PROVIDED PASSAGE:
__________________________________________________

Kubernetes Checkpointing — A Definitive Guide!

Ensuring Reliable and Efficient Workloads in Your Cluster!

Published in

FAUN — Developer Community 🐾

9 min readApr 22, 2023

Checkpointing is a technique for ensuring that applications can recover from failures & maintain their state. It captures the state of a running process, including its memory, file descriptors, & other metadata. This information is stored as a checkpoint, which can later be used to resume the process from the same point in time, allowing for seamless recovery from failures or migration between hosts.

Kubernetes brought in the support for Checkpointing in it’s 1.25 release as an alpha feature. In this post, we’ll explore the concept of Kubernetes checkpointing, its benefits, & how you can leverage it to improve your application’s fault tolerance.

CRIU — at a glance!

To implement Kubernetes checkpointing, you’ll need to use a container runtime that supports CRIU (Checkpoint/Restore in Userspace).

CRIU tool, in it’s simple terms, helps in taking a snapshot of a program while it’s running & then being able to resume it later, just like you might pause and resume a video or a video game.

CRIU checkpoint high level workflow

Freeze the process - CRIU temporarily stops the target process to ensure a consistent snapshot. Using the PTRACE interface CRIU takes control over the process (CRIU actually always operates on a process tree; one process and all its child processes) and pauses that process.
Collect process information - In the next step, code is injected via PTRACE in the paused process. CRIU calls this code parasite-code. The parasite-code then runs from within the process’s address space and can access and dump/save/checkpoint the memory content of the process. CRIU gathers information about the process, such as its process ID (PID), parent process ID (PPID), process group ID (PGID), and other metadata.
Save memory - CRIU scans the process’s memory regions and saves them in the checkpoint image. It can also save memory in an incremental manner to reduce the checkpoint size, by tracking memory changes since the last checkpoint.

__________________________________________________

Point annotation dataset records
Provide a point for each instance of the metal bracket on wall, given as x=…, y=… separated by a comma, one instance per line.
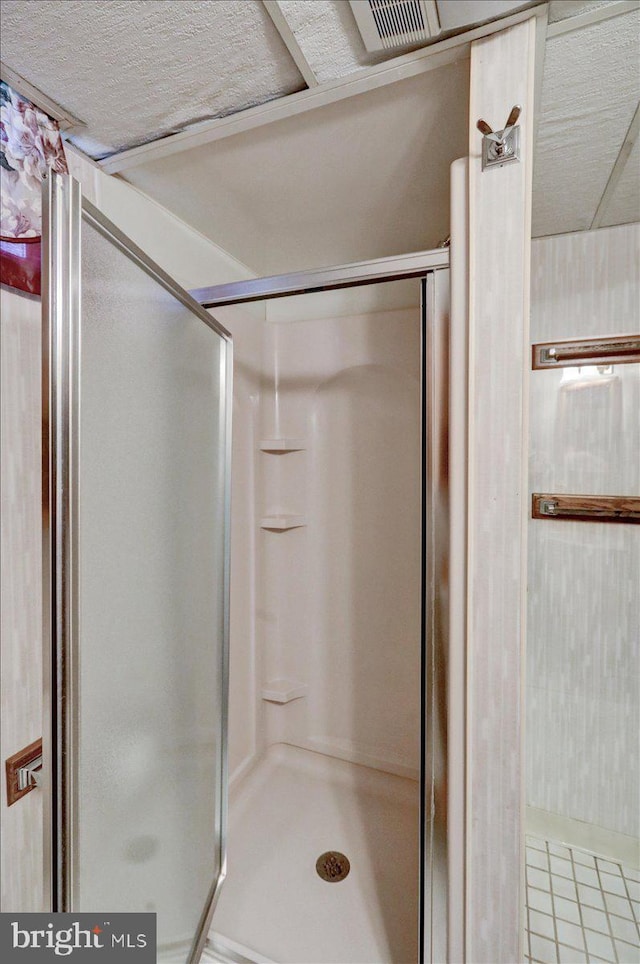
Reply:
x=501, y=147
x=23, y=771
x=586, y=508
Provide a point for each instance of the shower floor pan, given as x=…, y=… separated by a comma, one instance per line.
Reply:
x=290, y=809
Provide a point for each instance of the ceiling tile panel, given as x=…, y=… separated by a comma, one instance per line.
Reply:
x=624, y=205
x=330, y=40
x=354, y=180
x=134, y=70
x=590, y=92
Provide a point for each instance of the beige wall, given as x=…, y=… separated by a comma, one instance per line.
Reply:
x=583, y=673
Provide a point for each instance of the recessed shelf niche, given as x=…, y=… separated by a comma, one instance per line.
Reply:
x=280, y=445
x=283, y=522
x=283, y=690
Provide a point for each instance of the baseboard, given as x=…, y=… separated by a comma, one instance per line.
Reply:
x=577, y=833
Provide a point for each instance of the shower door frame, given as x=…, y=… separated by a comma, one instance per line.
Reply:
x=64, y=209
x=443, y=696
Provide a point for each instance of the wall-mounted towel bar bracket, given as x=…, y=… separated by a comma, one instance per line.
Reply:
x=23, y=772
x=500, y=147
x=586, y=508
x=618, y=350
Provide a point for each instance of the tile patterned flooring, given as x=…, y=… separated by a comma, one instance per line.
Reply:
x=580, y=907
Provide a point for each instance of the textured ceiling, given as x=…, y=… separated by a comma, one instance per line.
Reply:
x=590, y=92
x=134, y=70
x=324, y=187
x=625, y=203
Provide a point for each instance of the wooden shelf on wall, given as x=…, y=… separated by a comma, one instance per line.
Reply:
x=585, y=508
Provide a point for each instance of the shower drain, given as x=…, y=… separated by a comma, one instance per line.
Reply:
x=332, y=866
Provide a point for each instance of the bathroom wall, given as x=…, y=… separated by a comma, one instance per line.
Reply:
x=583, y=672
x=340, y=606
x=193, y=261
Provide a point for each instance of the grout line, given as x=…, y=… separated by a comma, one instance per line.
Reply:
x=606, y=911
x=575, y=882
x=633, y=910
x=553, y=900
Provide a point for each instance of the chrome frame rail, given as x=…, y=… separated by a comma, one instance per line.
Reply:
x=396, y=268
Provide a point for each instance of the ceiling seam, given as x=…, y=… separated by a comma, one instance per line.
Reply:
x=398, y=68
x=283, y=27
x=66, y=120
x=617, y=170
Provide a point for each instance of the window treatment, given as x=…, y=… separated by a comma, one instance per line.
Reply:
x=30, y=145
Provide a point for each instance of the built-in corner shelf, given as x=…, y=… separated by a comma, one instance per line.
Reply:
x=283, y=690
x=280, y=445
x=282, y=522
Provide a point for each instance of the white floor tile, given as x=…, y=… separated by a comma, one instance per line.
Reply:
x=586, y=875
x=544, y=950
x=619, y=905
x=563, y=887
x=609, y=867
x=627, y=953
x=569, y=933
x=613, y=885
x=536, y=858
x=633, y=887
x=536, y=842
x=561, y=867
x=541, y=924
x=582, y=898
x=570, y=955
x=559, y=850
x=538, y=878
x=624, y=930
x=595, y=919
x=600, y=945
x=566, y=909
x=540, y=900
x=590, y=896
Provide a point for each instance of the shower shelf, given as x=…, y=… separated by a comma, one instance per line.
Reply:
x=283, y=690
x=279, y=445
x=283, y=522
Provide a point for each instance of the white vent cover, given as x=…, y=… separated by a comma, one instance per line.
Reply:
x=395, y=23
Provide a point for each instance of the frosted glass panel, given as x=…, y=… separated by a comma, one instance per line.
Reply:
x=151, y=588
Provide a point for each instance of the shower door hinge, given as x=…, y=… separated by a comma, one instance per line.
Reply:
x=501, y=147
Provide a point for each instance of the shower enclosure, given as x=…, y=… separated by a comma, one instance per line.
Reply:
x=138, y=561
x=136, y=457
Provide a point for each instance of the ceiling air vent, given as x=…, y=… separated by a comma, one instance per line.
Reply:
x=386, y=24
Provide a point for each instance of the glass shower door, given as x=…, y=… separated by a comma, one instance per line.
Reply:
x=136, y=403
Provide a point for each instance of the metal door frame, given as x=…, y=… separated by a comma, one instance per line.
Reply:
x=432, y=268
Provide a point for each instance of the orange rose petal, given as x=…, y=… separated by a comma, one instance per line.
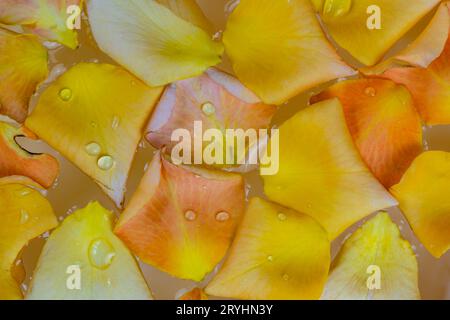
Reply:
x=194, y=294
x=215, y=99
x=430, y=87
x=15, y=160
x=182, y=220
x=46, y=18
x=24, y=215
x=383, y=122
x=278, y=253
x=23, y=66
x=423, y=197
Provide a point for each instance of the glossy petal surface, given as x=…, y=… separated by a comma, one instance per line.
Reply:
x=23, y=66
x=85, y=242
x=151, y=41
x=278, y=253
x=423, y=197
x=375, y=263
x=321, y=172
x=182, y=220
x=277, y=49
x=95, y=115
x=25, y=214
x=383, y=122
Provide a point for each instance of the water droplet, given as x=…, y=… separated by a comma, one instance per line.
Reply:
x=65, y=94
x=105, y=162
x=115, y=123
x=337, y=8
x=93, y=149
x=101, y=253
x=208, y=108
x=24, y=217
x=222, y=216
x=370, y=91
x=190, y=215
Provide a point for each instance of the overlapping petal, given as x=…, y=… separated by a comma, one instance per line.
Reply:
x=423, y=197
x=151, y=41
x=95, y=115
x=23, y=66
x=321, y=172
x=278, y=49
x=383, y=122
x=278, y=253
x=85, y=246
x=375, y=263
x=182, y=220
x=25, y=214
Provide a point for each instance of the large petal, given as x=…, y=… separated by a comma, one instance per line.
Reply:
x=23, y=66
x=374, y=263
x=383, y=122
x=423, y=197
x=278, y=253
x=215, y=100
x=95, y=115
x=348, y=23
x=321, y=172
x=16, y=161
x=46, y=18
x=151, y=41
x=190, y=11
x=278, y=49
x=430, y=87
x=182, y=220
x=24, y=214
x=85, y=242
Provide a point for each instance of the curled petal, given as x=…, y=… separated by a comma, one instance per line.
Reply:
x=214, y=99
x=151, y=41
x=278, y=49
x=95, y=114
x=375, y=263
x=367, y=29
x=278, y=253
x=85, y=246
x=425, y=49
x=423, y=197
x=23, y=66
x=46, y=18
x=321, y=172
x=25, y=214
x=383, y=122
x=182, y=220
x=15, y=160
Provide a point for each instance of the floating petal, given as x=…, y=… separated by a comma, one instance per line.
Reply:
x=151, y=41
x=214, y=100
x=15, y=160
x=182, y=220
x=278, y=49
x=95, y=115
x=367, y=29
x=46, y=18
x=278, y=253
x=374, y=263
x=23, y=66
x=85, y=245
x=423, y=197
x=321, y=172
x=383, y=122
x=25, y=214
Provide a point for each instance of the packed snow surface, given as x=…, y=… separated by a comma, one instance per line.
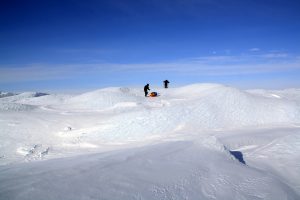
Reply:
x=201, y=141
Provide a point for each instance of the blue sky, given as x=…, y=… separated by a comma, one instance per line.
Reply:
x=72, y=45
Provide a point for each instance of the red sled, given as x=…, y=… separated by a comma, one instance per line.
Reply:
x=153, y=94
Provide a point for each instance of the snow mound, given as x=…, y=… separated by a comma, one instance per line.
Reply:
x=24, y=95
x=104, y=99
x=200, y=107
x=18, y=102
x=16, y=107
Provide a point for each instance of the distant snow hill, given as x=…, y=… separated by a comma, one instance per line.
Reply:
x=6, y=94
x=200, y=141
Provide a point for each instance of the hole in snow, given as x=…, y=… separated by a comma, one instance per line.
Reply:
x=238, y=155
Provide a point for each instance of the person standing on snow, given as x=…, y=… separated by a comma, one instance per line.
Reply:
x=166, y=82
x=146, y=88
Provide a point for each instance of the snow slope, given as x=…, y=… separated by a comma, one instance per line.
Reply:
x=201, y=141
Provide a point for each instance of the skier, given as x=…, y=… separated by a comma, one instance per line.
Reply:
x=166, y=82
x=146, y=88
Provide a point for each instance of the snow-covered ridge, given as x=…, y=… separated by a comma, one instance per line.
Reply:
x=206, y=141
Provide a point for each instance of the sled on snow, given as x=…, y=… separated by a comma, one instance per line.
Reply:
x=153, y=94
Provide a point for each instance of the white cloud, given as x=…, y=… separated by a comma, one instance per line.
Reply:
x=204, y=66
x=254, y=49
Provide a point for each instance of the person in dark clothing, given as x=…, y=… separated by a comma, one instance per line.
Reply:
x=146, y=88
x=166, y=82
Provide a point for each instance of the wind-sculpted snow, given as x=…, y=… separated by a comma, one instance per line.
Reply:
x=201, y=141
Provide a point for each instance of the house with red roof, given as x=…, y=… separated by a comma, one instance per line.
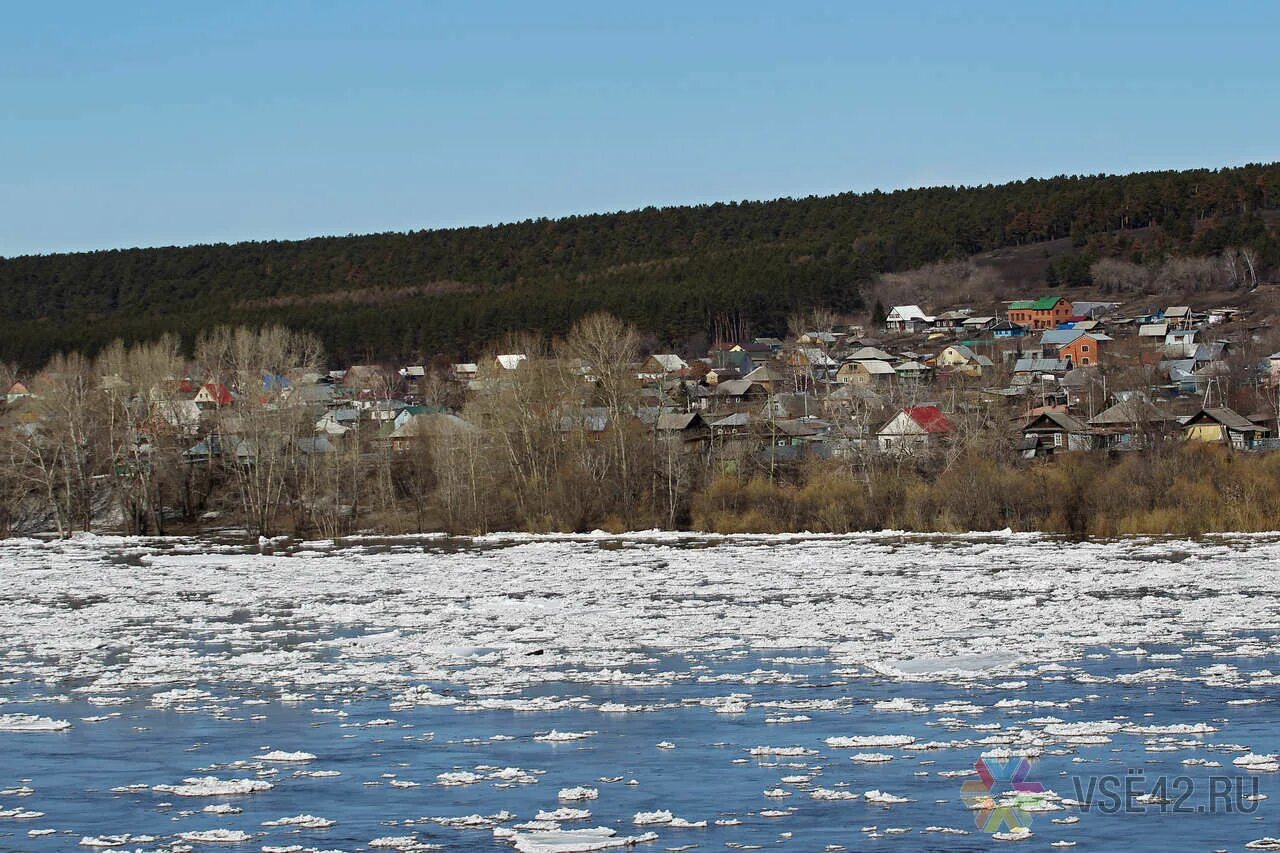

__________________________________________________

EXERCISE INSTRUCTIONS:
1) According to the Kubernetes checkpointing guide, why does CRIU temporarily stop the target process before taking a checkpoint? Answer in one to three sentences.
2) Reproduce the Kubernetes checkpointing guide from "CRIU — at a" up to and including "(Checkpoint/Restore in Userspace).".
The records have no connection to the Kubernetes checkpointing guide.

ANSWERS:
1) CRIU temporarily stops the target process to ensure a consistent snapshot. It uses the PTRACE interface to take control of the process and pause it.

2)
CRIU — at a glance!

To implement Kubernetes checkpointing, you’ll need to use a container runtime that supports CRIU (Checkpoint/Restore in Userspace).